> _Selected text_
★ ★ ★ ★
Lesson 1: Determinant -- Definition and Cofactor Expansion

Estimated time: 35-45 minutes

Learning Objectives

Define the determinant of a square matrix
Compute 2x2 and 3x3 determinants directly
Define minors and cofactors
Apply cofactor expansion along any row or column

The 2x2 Determinant

2x2 Determinant: For A = [a b; c d], det(A) = ad - bc.

Worked Example

det([3 1; 2 5]) = 3(5) - 1(2) = 15 - 2 = 13.

det([4 6; 2 3]) = 4(3) - 6(2) = 12 - 12 = 0. (This matrix is singular.)

Minors and Cofactors

Minor M_{ij}: The determinant of the (n-1)x(n-1) matrix obtained by deleting row i and column j from A.

Cofactor C_{ij}: C_{ij} = (-1)^{i+j} M_{ij}. The sign alternates in a checkerboard pattern: + - + / - + - / + - + ...

Example: Sign Pattern for 3x3

[ + - + ]
[ - + - ]
[ + - + ]

C_{11} = +M_{11}, C_{12} = -M_{12}, C_{13} = +M_{13}, etc.

Cofactor Expansion

Cofactor Expansion along row i: det(A) = a_{i1}C_{i1} + a_{i2}C_{i2} + ... + a_{in}C_{in}.

You can also expand along any column. The result is the same regardless of which row or column you choose.

Worked Example: 3x3 Determinant

Find det(A) where A = [2 1 3; 0 -1 2; 1 4 -1].

Expand along row 1:

det(A) = 2 * C_{11} + 1 * C_{12} + 3 * C_{13}

C_{11} = +det([-1 2; 4 -1]) = +( (-1)(-1) - (2)(4) ) = 1 - 8 = -7

C_{12} = -det([0 2; 1 -1]) = -( (0)(-1) - (2)(1) ) = -(-2) = 2

C_{13} = +det([0 -1; 1 4]) = +( (0)(4) - (-1)(1) ) = 0 + 1 = 1

det(A) = 2(-7) + 1(2) + 3(1) = -14 + 2 + 3 = -9.

Strategy: Choose Wisely

Expand along the row or column with the most zeros to minimize computation. Each zero eliminates one cofactor calculation.

Example: Expanding Along a Column with Zeros

For A = [2 1 3; 0 -1 2; 1 4 -1], expand along column 1:

det(A) = 2*C_{11} + 0*C_{21} + 1*C_{31}

The 0 in position (2,1) means we skip that cofactor entirely.

C_{11} = +det([-1 2; 4 -1]) = -7 (computed above)

C_{31} = +det([1 3; -1 2]) = 2 - (-3) = 5

det(A) = 2(-7) + 0 + 1(5) = -14 + 5 = -9. Same answer!

The Determinant and Invertibility

Key Theorem: A square matrix A is invertible if and only if det(A) is not equal to 0.
★ ★ ★ ★
> _Directive_
In the determinant lesson above, which row or column does the lesson recommend expanding along to minimize computation?
★ ★ ★ ★
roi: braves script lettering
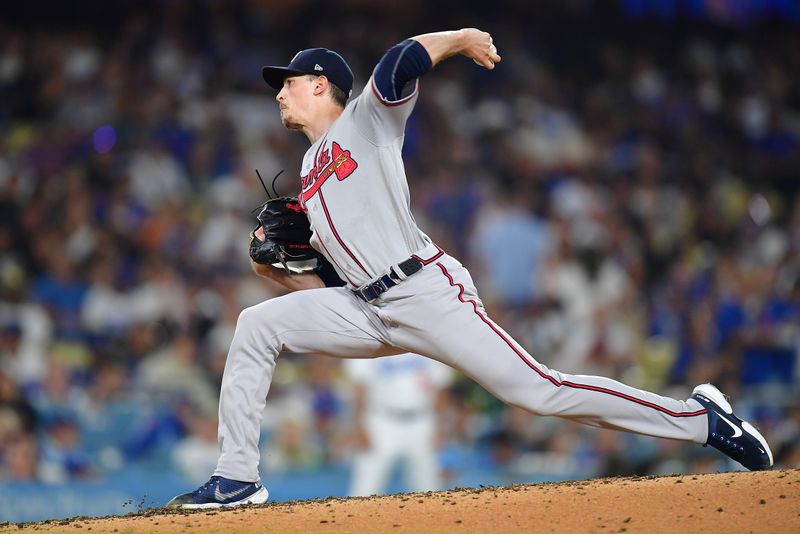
[300,141,358,203]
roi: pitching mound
[0,470,800,534]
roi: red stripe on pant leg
[436,263,707,417]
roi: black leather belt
[353,258,422,302]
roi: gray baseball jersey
[300,78,431,288]
[215,72,708,481]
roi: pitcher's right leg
[214,288,397,482]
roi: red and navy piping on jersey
[436,262,707,417]
[319,191,370,276]
[372,39,433,106]
[411,243,444,265]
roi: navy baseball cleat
[692,384,772,471]
[167,476,269,509]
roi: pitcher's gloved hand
[249,197,318,272]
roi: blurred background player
[344,353,454,496]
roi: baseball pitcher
[168,28,772,508]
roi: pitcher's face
[275,74,314,130]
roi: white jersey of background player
[344,354,453,496]
[169,28,772,508]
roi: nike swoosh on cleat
[717,412,742,438]
[214,486,250,501]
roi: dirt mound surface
[0,469,800,534]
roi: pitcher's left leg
[391,257,708,443]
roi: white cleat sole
[178,486,269,510]
[692,384,774,467]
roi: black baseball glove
[250,197,318,272]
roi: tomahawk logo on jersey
[300,141,358,202]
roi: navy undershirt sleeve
[372,39,433,102]
[314,256,346,287]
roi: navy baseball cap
[261,48,353,97]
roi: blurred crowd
[0,0,800,490]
★ ★ ★ ★
> _Completed task_
The row or column with the most zeros.